__Consignes__:
[1] En dehors de Dieu et du Christ, quelles personnes le texte désigne-t-il par leur nom ?
[2] D'après le texte, en quelle année Christian de Chergé a-t-il prononcé les paroles qui y sont citées ?
[3] Restituez tel quel le passage du texte qui commence aux mots "Mais la fidélité" et s'arrête après "(Prologue RB, 49-50).".

__Texte__:

☆ ☆ ☆

Nous sommes témoins de votre préocupation de la croissance de l’Esprit dans le corps communautaire.

Tous les deux, vous avez été compagnons de ceux que l’on nomme désormais « martyrs de Tibhirine. Ce fut une épreuve, cela demeure une grâce. Ecoutons ce que nous dit P. Christian de Chergé en 1978 : « C’est la prière qui m’aide  à donner à chacun de mes frères sa juste place, par delà un vivre ensemble souvent éprouvant. Elle me permet aussi de mieux pressentir les convergences malgré la distance et les compléméntarités, malgré la différence ». (Constantine, 8 déc. 1978, cité par Robert Masson in « les veilleurs de l’Atlas », p. 161)

Cette fraternité que vous permettez, par votre charité vive et votre ouverture d’esprit bienveillante, est un don de Dieu pour ceux qui vivent avec vous. De cela nous non seulement nous rendons grâce à Dieu, mais à vous deux.

Il est si bon de communier à la bonté et d’éviter ainsi de faire le mal, de le penser même. Qui a vu la guerre, ne la veut plus faire. Père Victor le sait mieux que quiconque !

Un jour, vous avez généreusement répondu à l’appel personnel du Seigneur. Un autre jour vous avez consenti, dans la réponse à cet appel, à être les bergers de vos frères. Et, on le sait, il faut alors parfois passer par des chemins bien escarpés et douloureux. Mais vous êtes là, toujours dispos au service, l’un à passé la barre de 80, l’autre approche de celle, fatidique, des 75… dont nous reparlerons bientôt…

Mais la fidélité de Dieu et celle de vos réponses respectives ne manquent pas. Plus on avance sur ce chemin, dit le Père Saint Benoît, plus « le coeur se dilate et l’on court dans la voie des commandements de Dieu. Ainsi ne nous écartant jamais de son enseignement, persévérant en sa doctrine dans le monastère jusqu’à la mort, nous participons, par la patience aux souffrances du Christ pour être admis à partager son règne » (Prologue RB, 49-50).

☆ ☆ ☆

__Données fournies__:
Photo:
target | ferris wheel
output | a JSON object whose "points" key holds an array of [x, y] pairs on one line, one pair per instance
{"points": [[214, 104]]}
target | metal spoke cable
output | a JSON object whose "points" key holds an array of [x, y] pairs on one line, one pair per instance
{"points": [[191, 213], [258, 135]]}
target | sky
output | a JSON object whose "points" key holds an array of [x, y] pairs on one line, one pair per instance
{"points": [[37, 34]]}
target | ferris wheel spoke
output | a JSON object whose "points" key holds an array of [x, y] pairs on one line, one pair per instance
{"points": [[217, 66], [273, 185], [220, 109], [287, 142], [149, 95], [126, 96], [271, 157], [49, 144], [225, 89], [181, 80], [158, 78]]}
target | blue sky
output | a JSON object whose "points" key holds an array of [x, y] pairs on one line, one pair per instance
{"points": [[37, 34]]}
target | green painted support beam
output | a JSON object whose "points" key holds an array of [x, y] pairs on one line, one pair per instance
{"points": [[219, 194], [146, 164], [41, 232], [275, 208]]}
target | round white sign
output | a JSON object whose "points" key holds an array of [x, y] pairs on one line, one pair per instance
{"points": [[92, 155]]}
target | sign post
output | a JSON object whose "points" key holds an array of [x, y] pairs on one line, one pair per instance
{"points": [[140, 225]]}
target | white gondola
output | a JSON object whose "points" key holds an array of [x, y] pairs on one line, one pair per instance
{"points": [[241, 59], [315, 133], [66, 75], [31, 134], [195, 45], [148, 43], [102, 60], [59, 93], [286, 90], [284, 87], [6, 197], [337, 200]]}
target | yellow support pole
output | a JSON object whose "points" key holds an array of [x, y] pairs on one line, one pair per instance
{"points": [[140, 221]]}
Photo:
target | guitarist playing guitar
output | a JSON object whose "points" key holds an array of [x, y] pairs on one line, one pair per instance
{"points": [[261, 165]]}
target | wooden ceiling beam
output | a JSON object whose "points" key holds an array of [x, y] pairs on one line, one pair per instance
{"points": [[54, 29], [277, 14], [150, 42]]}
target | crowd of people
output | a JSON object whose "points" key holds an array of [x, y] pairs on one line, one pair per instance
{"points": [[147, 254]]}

☆ ☆ ☆

__Réponses rédigées__:
[1] Christian de Chergé, Robert Masson, le Père Victor et saint Benoît.

[2] En 1978.

[3]
Mais la fidélité de Dieu et celle de vos réponses respectives ne manquent pas. Plus on avance sur ce chemin, dit le Père Saint Benoît, plus « le coeur se dilate et l’on court dans la voie des commandements de Dieu. Ainsi ne nous écartant jamais de son enseignement, persévérant en sa doctrine dans le monastère jusqu’à la mort, nous participons, par la patience aux souffrances du Christ pour être admis à partager son règne » (Prologue RB, 49-50).